-- Excerpt to read --
========================================================================

Madame Tussaud and Sons were known for having obtained many priceless possessions of the famous military man and former emperor, Napoleon Bonaparte. Among some of the priceless relics obtained by Madame Tussaud in the 1800s were three carriages used by him. The first carriage was the one Napoleon used while exiled on St. Helena, the second had been built for his coronation as King of Italy, and the third was one of his favorite carriages, his military carriage.
The St. Helena Carriage
The St. Helena carriage was the one Napoleon used on that island and was also the last carriage that he used. Madame Tussaud and Sons acquired it from a man named John Blofeld. To demonstrate the authenticity of this carriage, the museum displayed the following letter from Blofeld attesting to its genuineness:
“In 1850, I went to Paris, where I showed it to General Count Montholon and Count Emanuel de las Cases; these gentlemen immediately recognized it, and both said they had frequently rode in it with the Emperor … General Montholon informed me that the Emperor always used it, drawn by four horses, ridden by two postilions, with the head of the carriage down.
Blofeld then provided two signed certificates from Montholon and de las Cases attesting to the carriage’s authenticity.
Napoleon’s State Carriage
A second carriage in Madame Tussaud’s possession was Napoleon’s state carriage. It was built in 1805 in Milan for his coronation as King of Italy. Moreover, according to one of Madame Tussaud’s catalogs, it was constantly traveling in the train of the Grand Armée before its capture. One high-ranking Prussian officer wrote that Napoleon had intended to make his entrance into Brussels in the carriage and that it was drawn by eight cream-colored stallions.
The carriage was purchased by Madame Tussaud from a Monsieur Bourden. Pierre Napoleon Bonaparte, Napoleon’s nephew and the son of Napoleon’s brother Lucien, attested to its authenticity on 23 April 1841 when he wrote:
“I, the undersigned, certify having this day seen at Brussels a Berlin, bearing the No. 12, which is publicly recognised as being the one which conducted the Emperor Napoleon on the field of battle, Waterloo. Some speculator having purchased this carriage, for the purpose of exhibiting it in London and Berlin, to the former enemies of France, it is to be wished that the French Government had purchase it. The carriage that conducted Napoleon to Waterloo, should undoubtedly, have had a suitable place in the National Museum.”

========================================================================

-- Data lines --
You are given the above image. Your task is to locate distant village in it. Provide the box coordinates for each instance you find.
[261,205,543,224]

========================================================================

-- Task set --
**a.** Retype the passage on Napoleon's carriages, starting with "Blofeld then provided" and going on through "eight cream-colored stallions.".
**b.** Answer these questions using the passage on Napoleon's carriages:
(i) From whom did Madame Tussaud and Sons acquire the St. Helena carriage?
(ii) In what year and in what city was Napoleon's state carriage built?
(iii) On what date did Pierre Napoleon Bonaparte attest to the state carriage's authenticity?
**c.** Carry on the passage on Napoleon's carriages from where it stops.

-- In response --
**a.**
Blofeld then provided two signed certificates from Montholon and de las Cases attesting to the carriage’s authenticity.
Napoleon’s State Carriage
A second carriage in Madame Tussaud’s possession was Napoleon’s state carriage. It was built in 1805 in Milan for his coronation as King of Italy. Moreover, according to one of Madame Tussaud’s catalogs, it was constantly traveling in the train of the Grand Armée before its capture. One high-ranking Prussian officer wrote that Napoleon had intended to make his entrance into Brussels in the carriage and that it was drawn by eight cream-colored stallions.

**b.**
(i) John Blofeld
(ii) 1805, in Milan
(iii) 23 April 1841

**c.**
The Military Carriage
A third carriage in the possession of Madame Tussaud and Sons was Napoleon’s military carriage. It was probably the most fascinating to those who visited Madame Tussaud’s. Napoleon used it on many of his military campaigns and while exiled on Elba. The carriage was eventually captured at Genappe during the Waterloo campaign. Supposedly, Napoleon made a harrowing escape from it. As as he left through one carriage door, a Prussian officer named Major Heinrich Eugen, Baron von Keller was attempting to force open the other door. Napoleon got away, mounted a horse, and rode out of sight, but Keller confiscated the carriage as ‘his own booty.’ Afterwards, it was sent to England to the Prince Regent along with four horses and a French coachman, who had been present at Genappe and who had lost his right arm while fighting against the Prussian advance.
After Keller brought the carriage to England, William Bullock, an English traveler, naturalist, and antiquarian, obtained permission from the English government to display it, and, at some point, he purchased the carriage from the Prince Regent. During the time that it was with Bullock, he displayed it at his London museum in the Egyptian Hall in Piccadilly. Spectators poured into the Egyptian Hall to see it, and it was claimed that at least a hundred thousand curious spectators sat in the carriage. After displaying it at his museum, Bullock took the carriage on tour exhibiting it in the principal cities and towns throughout the United Kingdom.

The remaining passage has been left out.